* Problem: Please copy out every line from the line with "I need help locating the minivan front" to the line with "[554,600,600,658]", both included, shifting each bounding-box coordinate up by 77 and leaving all other text unchanged.

[Detection examples]

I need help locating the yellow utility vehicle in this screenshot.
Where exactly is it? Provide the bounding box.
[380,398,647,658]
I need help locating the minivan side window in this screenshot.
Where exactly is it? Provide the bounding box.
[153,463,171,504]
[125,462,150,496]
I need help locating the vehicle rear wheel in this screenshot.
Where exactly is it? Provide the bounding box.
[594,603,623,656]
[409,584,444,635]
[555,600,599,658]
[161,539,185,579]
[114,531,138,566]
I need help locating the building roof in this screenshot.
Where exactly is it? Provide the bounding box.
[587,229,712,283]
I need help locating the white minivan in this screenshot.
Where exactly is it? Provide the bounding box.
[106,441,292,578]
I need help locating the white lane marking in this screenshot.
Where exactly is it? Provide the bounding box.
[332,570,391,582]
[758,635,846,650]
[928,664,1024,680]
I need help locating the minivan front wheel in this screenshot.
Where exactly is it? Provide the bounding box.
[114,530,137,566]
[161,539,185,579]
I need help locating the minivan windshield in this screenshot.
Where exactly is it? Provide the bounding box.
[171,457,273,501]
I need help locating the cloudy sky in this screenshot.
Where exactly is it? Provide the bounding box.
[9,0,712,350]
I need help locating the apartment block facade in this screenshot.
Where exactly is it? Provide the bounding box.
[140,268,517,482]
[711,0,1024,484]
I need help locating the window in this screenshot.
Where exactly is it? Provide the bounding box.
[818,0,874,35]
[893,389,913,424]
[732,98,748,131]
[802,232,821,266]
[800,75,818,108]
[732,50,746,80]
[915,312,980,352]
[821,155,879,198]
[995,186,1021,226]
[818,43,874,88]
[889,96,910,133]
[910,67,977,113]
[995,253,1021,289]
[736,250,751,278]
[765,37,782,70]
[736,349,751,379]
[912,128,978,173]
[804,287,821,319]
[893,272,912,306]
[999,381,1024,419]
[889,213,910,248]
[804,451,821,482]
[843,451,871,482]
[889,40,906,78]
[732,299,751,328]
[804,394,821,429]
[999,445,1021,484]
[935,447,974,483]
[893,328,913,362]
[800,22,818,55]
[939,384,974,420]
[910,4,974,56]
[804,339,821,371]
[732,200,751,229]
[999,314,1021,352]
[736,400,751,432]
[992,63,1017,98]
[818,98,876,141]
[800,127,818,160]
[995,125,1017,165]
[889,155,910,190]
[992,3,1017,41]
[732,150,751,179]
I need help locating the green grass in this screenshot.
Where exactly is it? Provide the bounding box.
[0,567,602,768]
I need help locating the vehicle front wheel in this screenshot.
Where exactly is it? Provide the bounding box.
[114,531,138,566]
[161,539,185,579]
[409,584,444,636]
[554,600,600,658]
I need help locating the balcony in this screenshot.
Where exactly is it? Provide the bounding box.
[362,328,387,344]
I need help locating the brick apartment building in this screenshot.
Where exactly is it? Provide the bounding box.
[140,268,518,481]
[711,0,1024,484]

* Worked answer:
I need help locating the minivan front wheel in this screenshot.
Where exactly is it? Provide the bounding box.
[191,607,214,643]
[238,616,262,656]
I need help locating the minivan windshield in this screenshot.
Where exactly is it? Provide the bounding box.
[248,534,350,578]
I need help locating the cloudy sky in this screenshot.
Where exactly is it? Provide the bounding box.
[86,77,789,427]
I need help locating the apartment block facade in this screenshot.
Where exactly is it? Provide the bounding box.
[217,345,594,559]
[788,77,1101,561]
I need help locating the window in this screenshot.
Where exactly is it? Provide the bounding box.
[895,77,951,112]
[970,466,990,501]
[809,175,825,208]
[879,309,898,343]
[877,152,895,185]
[809,127,823,157]
[992,389,1057,429]
[898,232,956,275]
[1072,263,1098,303]
[895,120,951,165]
[966,173,987,210]
[987,144,1054,190]
[1072,330,1098,366]
[813,327,828,355]
[842,114,859,147]
[813,426,828,456]
[989,205,1055,250]
[881,364,898,396]
[970,349,989,383]
[1076,458,1101,496]
[966,290,987,325]
[881,528,898,559]
[920,528,948,559]
[966,117,983,155]
[809,376,828,405]
[881,471,898,506]
[1076,522,1098,561]
[1012,524,1051,560]
[970,405,990,439]
[877,99,895,132]
[1016,461,1051,497]
[987,81,1051,133]
[881,416,898,448]
[809,277,828,306]
[1076,391,1098,429]
[813,477,828,509]
[1069,140,1094,175]
[895,175,953,218]
[877,204,895,237]
[1072,202,1094,242]
[966,232,987,267]
[1069,80,1094,118]
[809,227,828,256]
I need help locating the green grass in this screenshot.
Where exactly is it? Provide the bounding box.
[77,644,679,845]
I need help locating the vehicle front wheel in this screenshot.
Where exactly is it? Provide the bounding box.
[191,608,215,643]
[238,616,262,656]
[486,661,521,713]
[631,677,677,735]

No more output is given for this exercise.